**Texte à lire**
▼

L’emploi joue un rôle essentiel d’intégration dans la société, a fortiori pour les personnes handicapées. Elles sont nombreuses à exercer une activité professionnelle en milieu dit « ordinaire ». Plusieurs mesures favorisent actuellement cette situation.
Inciter, pas obliger. Les services publics, par exemple, doivent obligatoirement employer un certain nombre de personnes handicapées (2,5 % du personnel). Le résultat visé est intéressant. Mais, outre le fait que cette exigence est aujourd’hui très loin d’être appliquée, on peut s’interroger sur les situations que la contrainte d’engagement peut amener. En matière de relations de travail, par exemple, où il est toujours délicat d’être considéré comme « celle ou celui qu’on a dû engager »… Par ailleurs, obligation ne rime pas toujours avec compétence. La mesure risque donc de créer dans certains cas plus de problèmes qu’elle n’en résout, y compris pour la personne handicapée. Il n’est pas sûr que le résultat soit une intégration réussie. Et cela risque de l’être moins encore dans les entreprises privées où l’exigence de compétences est plus aiguë. Les mesures d’incitation à l’embauche de personnes handicapées sont sans doute plus porteuses. Elles prévoient des compensations financières destinées à l’employeur privé. On ne peut que regretter que, paradoxe budgétaire, le gouvernement ait réduit ces compensations, alors que les demandes étaient en augmentation et que les résultats obtenus étaient globalement probants…
L’emploi protégé reste indispensable.
Pour de nombreuses personnes handicapées, l’emploi en milieu ordinaire n’est cependant pas adapté. D’où l’importance de maintenir et développer l’emploi protégé. C’est le rôle des ETA – entreprises de travail adapté, anciennement connues sous le nom d’ateliers protégés. Des conditions de travail adaptées aux personnes et un fonctionnement dans une optique de véritable entreprise : tel est le défi que les ETA sont appelées à relever. Le nombre subsidié par l’AWIPH a été récemment augmenté (de 5 313 à 5 863), ce qui est encourageant.

▲

**Données fournies**
▼

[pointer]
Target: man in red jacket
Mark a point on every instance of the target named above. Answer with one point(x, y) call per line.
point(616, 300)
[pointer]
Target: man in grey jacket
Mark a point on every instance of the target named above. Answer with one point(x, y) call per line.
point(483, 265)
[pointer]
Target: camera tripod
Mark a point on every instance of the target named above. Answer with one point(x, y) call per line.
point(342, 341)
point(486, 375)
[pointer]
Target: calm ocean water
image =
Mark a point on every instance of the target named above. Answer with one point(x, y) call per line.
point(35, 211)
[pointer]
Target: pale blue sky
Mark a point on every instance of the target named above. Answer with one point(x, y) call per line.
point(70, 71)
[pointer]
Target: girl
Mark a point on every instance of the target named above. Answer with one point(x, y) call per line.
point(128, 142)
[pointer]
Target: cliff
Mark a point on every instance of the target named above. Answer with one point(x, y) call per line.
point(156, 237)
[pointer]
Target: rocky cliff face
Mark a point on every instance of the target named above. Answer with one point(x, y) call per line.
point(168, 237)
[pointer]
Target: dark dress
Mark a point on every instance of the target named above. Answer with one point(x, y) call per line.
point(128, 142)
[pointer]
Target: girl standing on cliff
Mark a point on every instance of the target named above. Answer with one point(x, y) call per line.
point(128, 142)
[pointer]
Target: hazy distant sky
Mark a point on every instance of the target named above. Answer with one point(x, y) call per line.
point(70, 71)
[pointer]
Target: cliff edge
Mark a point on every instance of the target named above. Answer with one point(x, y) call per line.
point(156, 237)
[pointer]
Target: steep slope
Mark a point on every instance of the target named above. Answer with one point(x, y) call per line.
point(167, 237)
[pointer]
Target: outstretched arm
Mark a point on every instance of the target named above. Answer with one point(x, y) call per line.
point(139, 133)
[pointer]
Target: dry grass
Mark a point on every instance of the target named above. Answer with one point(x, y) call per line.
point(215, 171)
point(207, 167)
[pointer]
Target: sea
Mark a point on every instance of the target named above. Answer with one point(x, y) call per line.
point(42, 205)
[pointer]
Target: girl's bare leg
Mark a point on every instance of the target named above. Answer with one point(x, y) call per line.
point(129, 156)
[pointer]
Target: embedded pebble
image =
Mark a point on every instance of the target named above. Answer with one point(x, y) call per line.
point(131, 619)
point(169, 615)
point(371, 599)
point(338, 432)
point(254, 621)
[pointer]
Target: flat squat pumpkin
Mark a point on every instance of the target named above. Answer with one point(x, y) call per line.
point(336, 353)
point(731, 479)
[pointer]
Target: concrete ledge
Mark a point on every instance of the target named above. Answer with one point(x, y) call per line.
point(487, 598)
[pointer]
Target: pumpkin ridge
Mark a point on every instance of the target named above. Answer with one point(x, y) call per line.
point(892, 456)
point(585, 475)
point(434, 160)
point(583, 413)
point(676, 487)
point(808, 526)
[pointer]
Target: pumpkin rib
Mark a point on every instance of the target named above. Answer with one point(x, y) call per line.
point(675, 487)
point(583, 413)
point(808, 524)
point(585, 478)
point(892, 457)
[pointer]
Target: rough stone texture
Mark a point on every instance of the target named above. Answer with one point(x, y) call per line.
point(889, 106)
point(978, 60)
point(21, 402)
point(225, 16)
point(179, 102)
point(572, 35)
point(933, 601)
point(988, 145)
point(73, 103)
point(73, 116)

▲

**Consigne**
Écrivez la suite du texte sur l'emploi des personnes handicapées, en partant de sa dernière phrase. Les lignes n'ont aucun rapport avec le texte.

**Réponse**
L’accueil en institution
L’accueil en institution est une autre dimension cruciale des politiques dans le secteur. Indispensable dans bien des cas, le placement en institution spécialisée est, pour certaines personnes, la solution la mieux adaptée à leurs attentes. De nombreux problèmes – anciens ou récents – se posent de manière spécifique à l’enjeu de l’accueil en institution aujourd’hui.
Comment financer tous les besoins ? Le manque de places pour les adultes est un premier enjeu. La question du financement public est évidemment à la source du problème, mais il n’est pas le seul : aujourd’hui, des moratoires existent qui limitent les possibilités de créer de nouvelles places d’accueil subsidiées. Cela crée de fait une injustice : les personnes qui ne trouvent pas de place en institution subsidiée sont accueillies, pour autant qu’elles en aient les moyens financiers suffisants, au sein de structures non-subsidiées. Autour de cette question se dessine ainsi le double problème du financement public de l’accueil en institution et des moratoires qui limitent les possibilités d’offres nouvelles.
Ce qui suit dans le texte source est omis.